— Start TASK INPUT —
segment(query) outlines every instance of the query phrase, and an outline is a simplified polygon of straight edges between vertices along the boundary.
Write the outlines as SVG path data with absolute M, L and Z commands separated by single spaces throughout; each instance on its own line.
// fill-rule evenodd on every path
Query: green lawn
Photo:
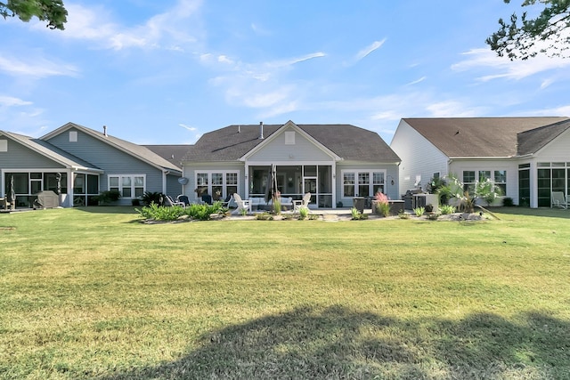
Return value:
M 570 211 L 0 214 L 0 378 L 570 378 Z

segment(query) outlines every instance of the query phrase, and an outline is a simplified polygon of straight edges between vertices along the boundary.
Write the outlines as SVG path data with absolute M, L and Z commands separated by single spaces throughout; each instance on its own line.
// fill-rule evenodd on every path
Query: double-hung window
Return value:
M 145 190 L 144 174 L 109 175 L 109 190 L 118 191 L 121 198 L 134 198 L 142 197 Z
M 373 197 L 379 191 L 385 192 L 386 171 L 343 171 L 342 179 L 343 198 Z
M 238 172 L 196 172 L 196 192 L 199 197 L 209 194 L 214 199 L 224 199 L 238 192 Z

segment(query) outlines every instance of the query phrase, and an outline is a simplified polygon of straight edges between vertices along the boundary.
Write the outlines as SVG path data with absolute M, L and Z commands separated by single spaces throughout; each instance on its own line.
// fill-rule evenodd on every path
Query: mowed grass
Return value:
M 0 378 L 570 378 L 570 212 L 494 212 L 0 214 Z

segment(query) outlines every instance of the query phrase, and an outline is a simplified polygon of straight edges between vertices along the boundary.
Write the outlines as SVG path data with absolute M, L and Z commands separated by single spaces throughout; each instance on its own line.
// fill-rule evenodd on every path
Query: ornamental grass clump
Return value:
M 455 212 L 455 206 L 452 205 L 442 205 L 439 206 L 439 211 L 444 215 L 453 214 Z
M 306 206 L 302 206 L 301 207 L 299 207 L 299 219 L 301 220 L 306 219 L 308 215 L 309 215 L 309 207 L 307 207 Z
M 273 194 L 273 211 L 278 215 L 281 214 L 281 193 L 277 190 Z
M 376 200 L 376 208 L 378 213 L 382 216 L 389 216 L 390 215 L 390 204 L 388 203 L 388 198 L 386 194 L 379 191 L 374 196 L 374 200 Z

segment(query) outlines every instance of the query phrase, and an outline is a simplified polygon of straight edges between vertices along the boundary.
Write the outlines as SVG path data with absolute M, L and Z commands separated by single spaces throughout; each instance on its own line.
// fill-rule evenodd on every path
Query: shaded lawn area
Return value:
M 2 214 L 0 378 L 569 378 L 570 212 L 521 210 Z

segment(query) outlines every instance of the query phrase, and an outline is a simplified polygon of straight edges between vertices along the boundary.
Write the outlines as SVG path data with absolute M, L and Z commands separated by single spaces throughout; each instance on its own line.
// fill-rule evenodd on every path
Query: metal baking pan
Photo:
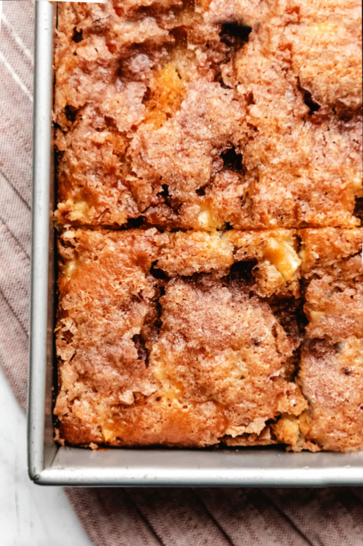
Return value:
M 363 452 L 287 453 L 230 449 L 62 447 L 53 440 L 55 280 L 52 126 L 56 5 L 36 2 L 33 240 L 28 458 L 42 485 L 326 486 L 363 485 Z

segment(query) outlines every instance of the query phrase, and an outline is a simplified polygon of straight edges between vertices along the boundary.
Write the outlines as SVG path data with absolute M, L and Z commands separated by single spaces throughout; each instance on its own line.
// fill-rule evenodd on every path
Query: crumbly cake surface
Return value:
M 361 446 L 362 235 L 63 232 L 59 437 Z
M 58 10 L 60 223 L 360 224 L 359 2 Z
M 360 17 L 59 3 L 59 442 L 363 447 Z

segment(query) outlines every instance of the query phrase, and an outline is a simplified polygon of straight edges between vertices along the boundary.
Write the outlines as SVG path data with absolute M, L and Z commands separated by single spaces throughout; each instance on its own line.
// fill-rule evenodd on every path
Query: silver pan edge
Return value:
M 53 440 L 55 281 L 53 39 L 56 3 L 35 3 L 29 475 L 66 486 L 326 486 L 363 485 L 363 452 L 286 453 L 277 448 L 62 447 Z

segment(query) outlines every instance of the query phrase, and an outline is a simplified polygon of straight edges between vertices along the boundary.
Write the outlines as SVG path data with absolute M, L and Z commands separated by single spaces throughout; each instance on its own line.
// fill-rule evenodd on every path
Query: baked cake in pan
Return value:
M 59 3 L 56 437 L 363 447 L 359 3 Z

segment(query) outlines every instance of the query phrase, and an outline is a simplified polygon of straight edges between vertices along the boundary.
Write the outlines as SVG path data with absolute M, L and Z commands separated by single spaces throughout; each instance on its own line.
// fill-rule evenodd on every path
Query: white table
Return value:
— End TASK INPUT —
■ **TASK TO CARRY OUT**: Reproduce the material word for word. Any pictures should be left out of the copy.

■ **ANSWER TO THIS EXERCISE**:
segment(query) outlines every instance of the query phrase, and an outline is a simplified polygon of straight edges between vertices along the boundary.
Write the outlines as SVG path data with absolute M, L and Z commands separated by single spaces throughout; each instance on its own line.
// fill-rule evenodd on every path
Query: green lawn
Photo:
Return value:
M 570 211 L 0 214 L 0 378 L 570 378 Z

segment(query) outlines every instance of the query phrase, and an outline is a simplified polygon of straight edges between vertices along the boundary.
Write the outlines as SVG path data with absolute M, L and Z commands separated by single spaces throughout; each instance on its own line.
// fill-rule evenodd on every path
Query: double-hung window
Return value:
M 145 190 L 144 174 L 109 175 L 109 190 L 118 191 L 121 198 L 134 198 L 142 197 Z
M 373 197 L 379 191 L 385 192 L 386 171 L 343 171 L 342 179 L 343 198 Z
M 238 172 L 196 172 L 196 192 L 199 197 L 209 194 L 214 199 L 224 199 L 238 192 Z

segment(query) outlines every instance of the query phrase, and an outline is a simplified polygon of straight edges between vertices along the boundary.
Write the outlines as SVG path data with absolute M, L and Z commands separated by single spaces throughout; each instance on its own line.
// fill-rule evenodd on every path
Query: mowed grass
Return value:
M 0 378 L 570 378 L 570 212 L 494 212 L 0 214 Z

segment(query) outlines every instance of the query phrase, and an outline is a simplified polygon of straight edges between vertices along the boundary.
Write the outlines as SVG path data with absolute M, L and Z commands separated by single spaces throughout; each instance on its own line.
// fill-rule evenodd on every path
Query: ornamental grass clump
Return value:
M 455 212 L 455 206 L 452 205 L 442 205 L 439 206 L 439 211 L 444 215 L 453 214 Z
M 306 206 L 302 206 L 301 207 L 299 207 L 299 219 L 301 220 L 306 219 L 308 215 L 309 215 L 309 207 L 307 207 Z
M 273 194 L 273 211 L 278 215 L 281 214 L 281 193 L 277 190 Z
M 376 200 L 376 208 L 378 213 L 382 216 L 389 216 L 390 215 L 390 204 L 388 203 L 388 198 L 386 194 L 379 191 L 374 196 L 374 200 Z

segment(query) outlines every instance of the query phrase, and an outline is a simplified polygon of straight edges between vertices along the boundary.
Write the outlines as SVG path data with absolute M, L and Z commands separated by single spaces throughout; each instance on its own line.
// fill-rule evenodd on every path
Query: shaded lawn area
Return value:
M 2 214 L 0 378 L 569 378 L 570 212 L 521 210 Z

segment(query) outlines every instance of the query phrase, and an outline is a simplified polygon of straight edges between vertices along the boundary.
Write the outlines as SVG path data with absolute M, L and Z commands separated by single spaces throughout; each instance on its own line.
// fill-rule evenodd on every path
Query: metal baking pan
Photo:
Return value:
M 363 452 L 287 453 L 230 449 L 62 447 L 53 440 L 55 280 L 52 126 L 56 5 L 36 2 L 33 240 L 28 458 L 42 485 L 326 486 L 363 485 Z

segment(query) outlines every instance of the query phrase, and an outline is a simplified polygon of straight edges between vertices along the boundary.
Write the outlines as SVG path data with absolute M, L and Z commands separated by single spaces throughout; each instance on its own line.
// fill-rule evenodd on every path
Query: crumbly cake surface
Return value:
M 361 446 L 362 235 L 63 232 L 59 437 Z
M 58 10 L 60 223 L 360 224 L 359 2 Z
M 360 17 L 59 3 L 59 442 L 363 447 Z

segment(query) outlines every instance of the query phrase, and an outline is a simplified polygon of straight edges between vertices along the boundary.
Write the outlines as SVG path data with absolute M, L and Z commands separated by single spaces throughout; each instance on its own line.
// fill-rule evenodd on every path
Query: silver pan edge
Return value:
M 53 440 L 55 281 L 53 39 L 56 3 L 35 3 L 29 475 L 66 486 L 326 486 L 363 485 L 363 452 L 286 453 L 277 448 L 62 447 Z

segment(query) outlines every instance of the query phrase, and an outline is a simplified polygon of straight edges between vertices along the boundary.
Write the outlines as SVG path data with absolute M, L and Z commands separated by single spaces throughout; each instance on its own line.
// fill-rule evenodd on every path
Query: baked cake in pan
Return value:
M 59 3 L 56 437 L 363 447 L 359 3 Z

segment(query) outlines every instance of the query phrase, and an outline is a simplified polygon of straight edges between vertices along the boundary.
Write the outlines as SVG path data with absolute M, L and Z commands separated by single spaces throughout; each instance on its own line.
// fill-rule evenodd on every path
Query: white table
Return value:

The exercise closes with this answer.